» WORK TO BE COMPLETED
Every entry below must be repeated exactly; skip the pictures.

(Beginning of TASK INPUT)

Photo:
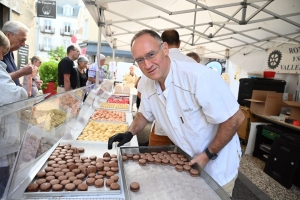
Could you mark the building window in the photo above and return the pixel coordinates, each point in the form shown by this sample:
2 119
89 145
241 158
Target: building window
66 43
47 44
67 27
47 25
85 29
68 11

(End of TASK INPUT)

» EXERCISE RESULT
Photo:
Could you mark the building window in the photo above and return the pixel coordinates, each point in the form shown by this sample:
2 119
89 145
241 158
Target: building window
66 43
47 44
67 27
47 25
85 29
68 11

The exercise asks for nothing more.